▶ [What to do]:
Only the lines that include "sample" should be copied from the data below.

▶ [Records for the exercise]:
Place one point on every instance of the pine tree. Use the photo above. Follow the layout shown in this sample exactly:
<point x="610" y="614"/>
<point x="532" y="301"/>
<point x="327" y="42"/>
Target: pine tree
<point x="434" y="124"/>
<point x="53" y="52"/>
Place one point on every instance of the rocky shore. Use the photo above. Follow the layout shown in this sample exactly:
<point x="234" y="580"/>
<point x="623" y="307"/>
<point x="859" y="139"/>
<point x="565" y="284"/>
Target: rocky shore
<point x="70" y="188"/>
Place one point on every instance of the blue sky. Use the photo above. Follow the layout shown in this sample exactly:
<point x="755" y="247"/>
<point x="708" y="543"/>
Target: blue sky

▶ [Response area]:
Place one point on every instance of the pine tree. Use the photo above. Follow the layout shown in this sample exactly:
Place one point on every instance of the rocky shore. Use the photo above. Follow the layout shown in this sample exactly:
Place one point on every instance of the blue sky. Use the photo above. Follow the layout shown in this sample exactly:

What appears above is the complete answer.